→ Textauszug
□ □ □ □ □

In der Grafik wird unterschieden zwischen PLOS One und den restlichen PLOS-Kanälen. Es zeigt sich, dass PLOS One explosionsartig wächst, während das Wachstum der anderen PLOS-Zeitschriften deutlich weniger stark ist. PLOS One entwickelt sich mit grossen Schritten zu einer Art multidisziplinären «Mega-Fachzeitschrift». Das hat vor allem zwei Gründe:

Bei PLOS One besteht der Peer Review-Prozess aus einer Überprüfung, ob die Studie «technically sound» sei (also, in etwa, ob die Studie keine allzu offenkundigen Fehler enthält), und die weitere Beurteilung wird der Leserschaft überlassen. Beudeutet das: Freier Zugang auf Kosten der Peer Review-Qualität?

Freier Zugang auf Kosten der Peer Review-Qualität?

Diese Gefahr ist nicht von der Hand zu weisen. Der grosse Vorteil des vereinfachten Peer Review bei PLOS One ist, dass auch Studien veröffentlicht werden, welche ansonsten zu wenig Interesse wecken (vgl. den Publikations-Bias). Es drängt sich aber die Frage auf, was letztlich Sinn und Zweck von Peer Review ist – nur Kontrolle der gröbsten technisch-methodischen Aspekte einer Studie, oder ein tiefergehender Qualitätsfilter?

Bei der obigen Grafik zur Entwicklung der Anzahl Artikel in PLOS-Zeitschriften nimmt PLOS One vermutlich nicht zufällig überproportional stark zu. Viele der in PLOS One veröffentlichten Artikel würden von der Disziplin her in eine der spezifischeren PLOS-Zeitschriften passen, aber diese spezifischeren Zeitschriften arbeiten mit einem klassisch-strengen Peer Review-Prozess. Der Anreiz ist offenkundig da, den Weg des geringsten Widerstandes zu gehen.

□ □ □ □ □

→ Bereitgestellte Daten

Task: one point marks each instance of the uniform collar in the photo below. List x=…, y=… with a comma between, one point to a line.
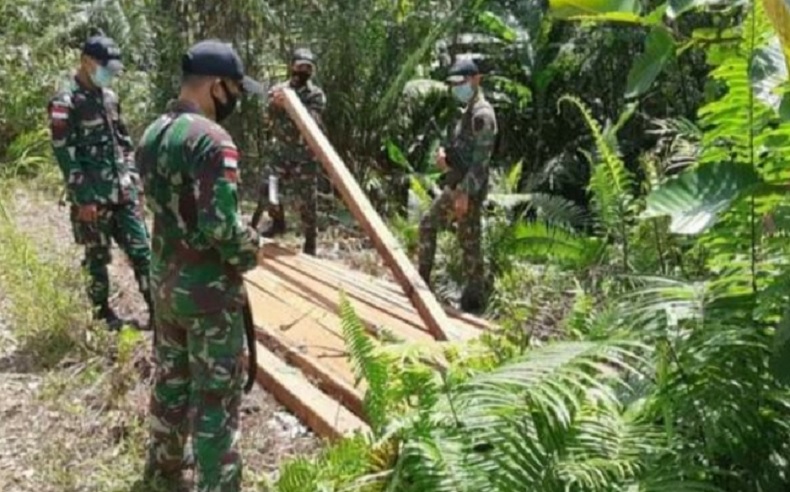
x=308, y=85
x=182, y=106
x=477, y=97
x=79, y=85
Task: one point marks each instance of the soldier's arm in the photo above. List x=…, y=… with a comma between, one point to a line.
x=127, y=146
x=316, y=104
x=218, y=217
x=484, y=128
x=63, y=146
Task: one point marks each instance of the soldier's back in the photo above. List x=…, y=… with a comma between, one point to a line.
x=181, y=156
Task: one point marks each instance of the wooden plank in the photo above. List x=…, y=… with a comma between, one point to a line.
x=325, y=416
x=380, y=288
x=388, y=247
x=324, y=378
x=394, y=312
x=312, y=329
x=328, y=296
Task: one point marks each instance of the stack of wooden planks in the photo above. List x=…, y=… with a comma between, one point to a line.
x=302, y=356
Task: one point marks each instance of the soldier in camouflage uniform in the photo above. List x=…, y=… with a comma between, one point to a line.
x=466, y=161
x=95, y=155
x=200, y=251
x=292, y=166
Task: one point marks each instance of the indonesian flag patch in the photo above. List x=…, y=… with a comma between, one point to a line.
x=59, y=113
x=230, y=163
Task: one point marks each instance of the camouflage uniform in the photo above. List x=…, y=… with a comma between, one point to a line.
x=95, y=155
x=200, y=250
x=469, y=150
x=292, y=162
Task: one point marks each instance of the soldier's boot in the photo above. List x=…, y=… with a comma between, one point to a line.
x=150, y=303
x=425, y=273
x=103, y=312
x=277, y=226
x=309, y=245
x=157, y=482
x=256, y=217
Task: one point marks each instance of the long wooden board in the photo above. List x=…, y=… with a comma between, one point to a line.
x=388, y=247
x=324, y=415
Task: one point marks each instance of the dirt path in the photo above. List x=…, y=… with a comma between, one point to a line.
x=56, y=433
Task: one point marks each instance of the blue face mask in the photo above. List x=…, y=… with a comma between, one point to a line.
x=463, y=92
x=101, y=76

□ □ □ □ □

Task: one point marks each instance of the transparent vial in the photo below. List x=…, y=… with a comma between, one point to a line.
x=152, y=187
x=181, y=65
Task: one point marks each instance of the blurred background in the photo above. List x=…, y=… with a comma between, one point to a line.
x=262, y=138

□ □ □ □ □

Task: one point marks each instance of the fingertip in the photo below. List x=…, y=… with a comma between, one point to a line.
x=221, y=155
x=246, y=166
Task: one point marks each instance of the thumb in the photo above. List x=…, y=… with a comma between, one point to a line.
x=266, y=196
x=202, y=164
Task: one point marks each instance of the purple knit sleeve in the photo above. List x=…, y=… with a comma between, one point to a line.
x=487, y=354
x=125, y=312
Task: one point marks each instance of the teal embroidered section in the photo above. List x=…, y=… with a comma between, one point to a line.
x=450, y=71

□ □ □ □ □

→ Material erkunden
- A) Nennen Sie alle verschiedenen Ausdrücke im Textauszug, die mit „PLOS“ gebildet sind, in der Form, in der sie dort stehen.
- B) Wem überlässt PLOS One laut Textauszug die weitere Beurteilung einer Studie?
Die Einträge werden nicht benötigt.

→ Antworten
- A) PLOS One, PLOS-Kanälen, PLOS-Zeitschriften

- B) Der Leserschaft.